#### RECORDS SUPPLIED
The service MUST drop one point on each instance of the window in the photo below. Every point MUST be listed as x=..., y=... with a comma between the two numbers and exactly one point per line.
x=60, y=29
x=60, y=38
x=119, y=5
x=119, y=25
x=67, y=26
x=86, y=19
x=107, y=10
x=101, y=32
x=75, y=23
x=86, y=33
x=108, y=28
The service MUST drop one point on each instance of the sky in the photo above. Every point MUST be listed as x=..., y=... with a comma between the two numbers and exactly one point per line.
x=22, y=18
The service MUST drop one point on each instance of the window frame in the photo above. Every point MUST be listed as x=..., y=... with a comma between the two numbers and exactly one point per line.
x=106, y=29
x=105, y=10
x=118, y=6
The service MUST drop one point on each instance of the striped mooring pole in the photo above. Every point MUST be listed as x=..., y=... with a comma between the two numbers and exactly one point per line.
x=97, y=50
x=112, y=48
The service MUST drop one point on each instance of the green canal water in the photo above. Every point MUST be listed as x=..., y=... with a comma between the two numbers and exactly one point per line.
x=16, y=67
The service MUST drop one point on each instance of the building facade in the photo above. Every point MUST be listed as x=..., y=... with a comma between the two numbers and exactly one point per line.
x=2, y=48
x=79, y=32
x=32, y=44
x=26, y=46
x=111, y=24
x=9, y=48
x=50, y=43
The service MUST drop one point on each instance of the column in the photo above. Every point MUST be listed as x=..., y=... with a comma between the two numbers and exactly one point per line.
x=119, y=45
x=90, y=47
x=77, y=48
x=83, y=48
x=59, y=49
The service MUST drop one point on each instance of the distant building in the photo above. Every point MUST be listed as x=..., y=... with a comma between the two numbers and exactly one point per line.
########
ASSIGNMENT>
Reproduce the data above exactly, leaving nothing out.

EXERCISE OUTPUT>
The service MUST drop one point on each instance of the window in the photo below. Every point MUST be listed as x=..., y=... with a comma between the two numbers and exactly one point per line.
x=60, y=29
x=60, y=38
x=119, y=5
x=119, y=25
x=67, y=26
x=86, y=19
x=107, y=10
x=101, y=32
x=75, y=23
x=86, y=33
x=108, y=28
The service MUST drop one point on each instance of the sky in the photo above. Every point MUST be listed as x=..., y=... with a comma between the two numbers and exactly one point per line.
x=22, y=18
The service MUST drop one point on each instance of the window frame in the photo above. Every point MUST be listed as x=..., y=... with a comma between the two numbers and exactly one point per line.
x=106, y=29
x=105, y=10
x=118, y=6
The service MUST drop one point on each instance of the striped mooring pole in the photo above. Every point MUST be listed as x=..., y=... with a comma between the two numbers and exactly one point per line.
x=97, y=50
x=112, y=48
The service MUST drop one point on each instance of the green canal water in the photo above. Every point MUST be listed as x=..., y=... with a comma between the two numbers and exactly one point per line.
x=16, y=67
The service MUST drop one point on each instance of the building facade in the photo above. Every point MUST be listed as x=..., y=... with a comma between the two numbers and exactly one point per line.
x=2, y=48
x=79, y=32
x=32, y=44
x=26, y=46
x=111, y=24
x=9, y=48
x=50, y=43
The service MUST drop one point on each instance of the column in the photo above. Every point MUST be listed as x=..., y=... with a comma between the two numbers and exactly one point per line.
x=119, y=45
x=90, y=47
x=77, y=48
x=83, y=48
x=59, y=49
The service MUST drop one point on each instance of the distant building in the photo above. Every point MUST be listed as x=..., y=... with a comma between the two numbers and exactly one point per line.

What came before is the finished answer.